» WHAT IS NEEDED:
Find the lines below that contain "gift" and tally them. Return only the total.

» SUPPLIED MATERIAL:

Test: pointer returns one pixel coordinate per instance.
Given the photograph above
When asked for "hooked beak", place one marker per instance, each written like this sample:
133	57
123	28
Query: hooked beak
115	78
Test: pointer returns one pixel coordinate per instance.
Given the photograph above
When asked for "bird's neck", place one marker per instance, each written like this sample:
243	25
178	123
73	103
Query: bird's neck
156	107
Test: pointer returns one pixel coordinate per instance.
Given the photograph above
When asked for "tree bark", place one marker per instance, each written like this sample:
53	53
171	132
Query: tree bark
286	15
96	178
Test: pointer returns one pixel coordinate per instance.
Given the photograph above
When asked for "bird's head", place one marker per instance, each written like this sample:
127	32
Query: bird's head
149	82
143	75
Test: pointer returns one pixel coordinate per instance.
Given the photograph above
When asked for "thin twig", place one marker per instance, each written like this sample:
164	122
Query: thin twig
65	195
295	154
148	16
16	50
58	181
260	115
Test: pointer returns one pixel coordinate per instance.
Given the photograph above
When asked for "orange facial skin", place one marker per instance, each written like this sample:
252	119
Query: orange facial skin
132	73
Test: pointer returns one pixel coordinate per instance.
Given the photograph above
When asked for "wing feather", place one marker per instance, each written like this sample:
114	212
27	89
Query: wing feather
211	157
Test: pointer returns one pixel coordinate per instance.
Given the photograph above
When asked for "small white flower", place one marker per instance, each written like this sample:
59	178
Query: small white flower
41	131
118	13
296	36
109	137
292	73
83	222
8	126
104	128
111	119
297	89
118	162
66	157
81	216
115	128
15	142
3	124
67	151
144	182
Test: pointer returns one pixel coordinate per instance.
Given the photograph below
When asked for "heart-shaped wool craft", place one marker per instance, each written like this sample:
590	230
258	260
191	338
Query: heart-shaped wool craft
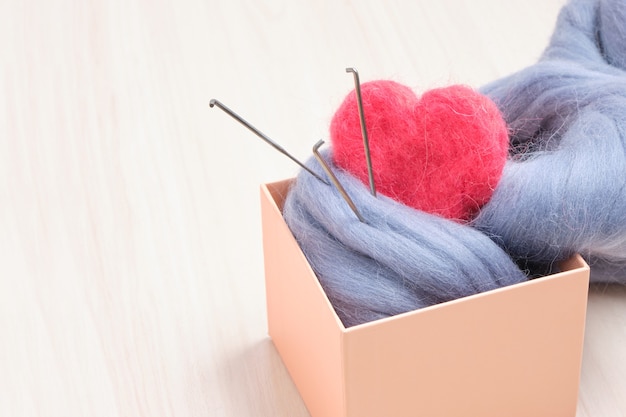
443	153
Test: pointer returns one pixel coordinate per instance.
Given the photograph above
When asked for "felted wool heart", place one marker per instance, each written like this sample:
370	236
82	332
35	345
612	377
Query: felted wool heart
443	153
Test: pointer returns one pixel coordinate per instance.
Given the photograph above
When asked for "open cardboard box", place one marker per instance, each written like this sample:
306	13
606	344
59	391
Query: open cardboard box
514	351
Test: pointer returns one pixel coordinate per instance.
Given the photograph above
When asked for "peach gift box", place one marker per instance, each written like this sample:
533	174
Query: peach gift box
==
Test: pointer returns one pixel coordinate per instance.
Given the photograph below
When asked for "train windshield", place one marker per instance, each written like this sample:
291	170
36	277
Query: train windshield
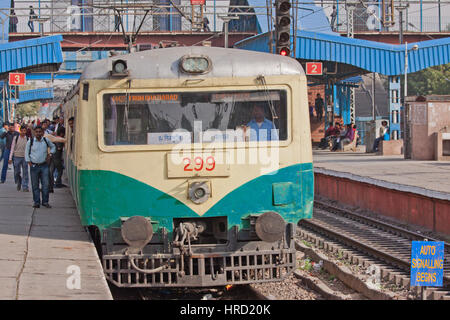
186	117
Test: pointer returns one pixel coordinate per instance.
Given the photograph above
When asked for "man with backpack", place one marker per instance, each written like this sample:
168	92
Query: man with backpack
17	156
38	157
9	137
...
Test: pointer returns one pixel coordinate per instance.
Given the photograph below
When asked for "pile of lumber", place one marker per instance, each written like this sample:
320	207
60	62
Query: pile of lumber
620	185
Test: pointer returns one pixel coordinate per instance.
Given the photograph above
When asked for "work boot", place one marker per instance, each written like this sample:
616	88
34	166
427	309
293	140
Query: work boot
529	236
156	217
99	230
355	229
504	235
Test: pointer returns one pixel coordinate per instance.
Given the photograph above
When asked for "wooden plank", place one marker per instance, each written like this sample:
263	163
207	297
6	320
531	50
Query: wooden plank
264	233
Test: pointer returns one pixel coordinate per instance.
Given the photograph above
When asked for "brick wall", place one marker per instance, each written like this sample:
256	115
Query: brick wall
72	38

» RESPONSE TO THE EXERCISE:
2